> [Text under study]
---
Should you sustain a spinal cord injury in a car crash or other catastrophic accident, it may well change your life forever. Why? Because your spinal cord represents the communication line between your brain and the rest of your body. If it becomes injured, your body could become partially or completely paralyzed from your injury point downward. Depending on whether you sustain a partial or complete injury, you may or may not recover some voluntary movement and/or sensation in the paralyzed parts of your body.
Per the Mayo Clinic, medical professionals identify and name your SCI based on its location as follows:
- C1-C7: an SCI to one of the seven cervical vertebrae located in your neck
- T1-T12: an SCI to one of the 12 thoracic vertebrae located in your upper back
- L1-L5: an SCI to one of the five lumbar vertebrae located in your lower back
When your SCI occurs somewhere in your lumbar or lower thoracic region, the result in paraplegia: your inability to voluntarily move or feel sensation in your legs, feet and virtually anywhere else below your waist. Not only will you require a wheelchair to move from place to place, you also will lose partial or all control over your bowel and bladder.
When your SCI occurs somewhere in your cervical or upper thoracic region, the result is quadriplegia: your inability to voluntarily move or feel sensation in your arms, hands, fingers, legs, feet and virtually anywhere else below your point of injury. This puts you in the position of having to rely on others to provide you with all of your daily needs, including eating, drinking, showering, dressing and undressing, combing your hair, brushing your teeth and transferring back and forth from your bed to your wheelchair.
---
> [Source material]
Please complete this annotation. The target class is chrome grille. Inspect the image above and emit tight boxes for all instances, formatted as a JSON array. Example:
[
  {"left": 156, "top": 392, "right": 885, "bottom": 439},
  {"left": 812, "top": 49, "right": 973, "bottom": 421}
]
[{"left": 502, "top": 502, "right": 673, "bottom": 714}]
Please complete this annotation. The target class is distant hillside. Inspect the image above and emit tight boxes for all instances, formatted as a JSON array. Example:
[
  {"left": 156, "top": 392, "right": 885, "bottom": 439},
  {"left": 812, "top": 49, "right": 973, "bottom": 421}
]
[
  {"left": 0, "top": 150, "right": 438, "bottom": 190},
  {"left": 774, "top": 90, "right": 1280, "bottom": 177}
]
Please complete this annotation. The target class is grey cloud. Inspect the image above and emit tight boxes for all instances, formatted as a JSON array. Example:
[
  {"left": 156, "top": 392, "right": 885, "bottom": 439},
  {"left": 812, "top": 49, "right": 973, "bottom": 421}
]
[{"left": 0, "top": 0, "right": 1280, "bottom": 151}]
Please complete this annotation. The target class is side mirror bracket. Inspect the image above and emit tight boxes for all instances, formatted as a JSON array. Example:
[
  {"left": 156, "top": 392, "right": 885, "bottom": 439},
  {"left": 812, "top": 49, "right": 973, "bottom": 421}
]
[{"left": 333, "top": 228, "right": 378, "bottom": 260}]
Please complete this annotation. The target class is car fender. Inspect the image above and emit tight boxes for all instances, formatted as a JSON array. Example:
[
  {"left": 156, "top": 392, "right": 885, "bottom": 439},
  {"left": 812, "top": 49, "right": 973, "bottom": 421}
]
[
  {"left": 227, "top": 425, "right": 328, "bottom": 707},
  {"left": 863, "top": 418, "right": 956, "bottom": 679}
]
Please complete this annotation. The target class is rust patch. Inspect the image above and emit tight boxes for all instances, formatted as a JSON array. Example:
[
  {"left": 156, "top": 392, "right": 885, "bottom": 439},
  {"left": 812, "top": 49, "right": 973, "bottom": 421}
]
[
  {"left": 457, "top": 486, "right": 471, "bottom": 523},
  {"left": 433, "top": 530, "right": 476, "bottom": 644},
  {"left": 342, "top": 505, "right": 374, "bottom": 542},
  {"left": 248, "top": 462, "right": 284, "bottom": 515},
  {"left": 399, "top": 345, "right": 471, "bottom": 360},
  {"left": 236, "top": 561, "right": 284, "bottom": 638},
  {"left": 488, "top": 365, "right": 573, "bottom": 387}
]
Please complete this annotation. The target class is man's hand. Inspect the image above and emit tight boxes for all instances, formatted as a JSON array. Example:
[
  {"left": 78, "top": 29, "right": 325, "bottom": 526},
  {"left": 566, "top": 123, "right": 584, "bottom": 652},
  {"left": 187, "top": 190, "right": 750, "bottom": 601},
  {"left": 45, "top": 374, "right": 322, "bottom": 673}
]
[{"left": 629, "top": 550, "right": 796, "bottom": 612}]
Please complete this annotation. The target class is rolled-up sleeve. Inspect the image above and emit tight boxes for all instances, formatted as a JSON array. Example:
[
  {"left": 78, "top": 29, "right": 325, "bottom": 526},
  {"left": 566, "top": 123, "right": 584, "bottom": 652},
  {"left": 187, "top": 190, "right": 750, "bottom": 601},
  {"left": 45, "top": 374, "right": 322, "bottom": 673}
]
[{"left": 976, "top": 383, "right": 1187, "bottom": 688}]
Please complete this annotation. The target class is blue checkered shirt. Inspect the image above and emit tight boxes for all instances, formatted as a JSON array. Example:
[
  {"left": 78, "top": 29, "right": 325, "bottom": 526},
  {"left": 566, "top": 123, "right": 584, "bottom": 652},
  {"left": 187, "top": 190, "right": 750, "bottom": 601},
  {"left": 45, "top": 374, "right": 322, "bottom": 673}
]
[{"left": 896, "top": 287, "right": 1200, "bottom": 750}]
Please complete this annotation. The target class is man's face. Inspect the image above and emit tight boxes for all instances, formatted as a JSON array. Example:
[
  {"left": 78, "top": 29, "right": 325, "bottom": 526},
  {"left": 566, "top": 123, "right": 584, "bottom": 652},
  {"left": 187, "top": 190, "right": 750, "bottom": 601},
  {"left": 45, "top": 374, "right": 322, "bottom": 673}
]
---
> [Task statement]
According to the text on spinal cord injuries, what does the spinal cord represent? The lines are separate material from the text on spinal cord injuries.

> [Response to this task]
It represents the communication line between the brain and the rest of the body.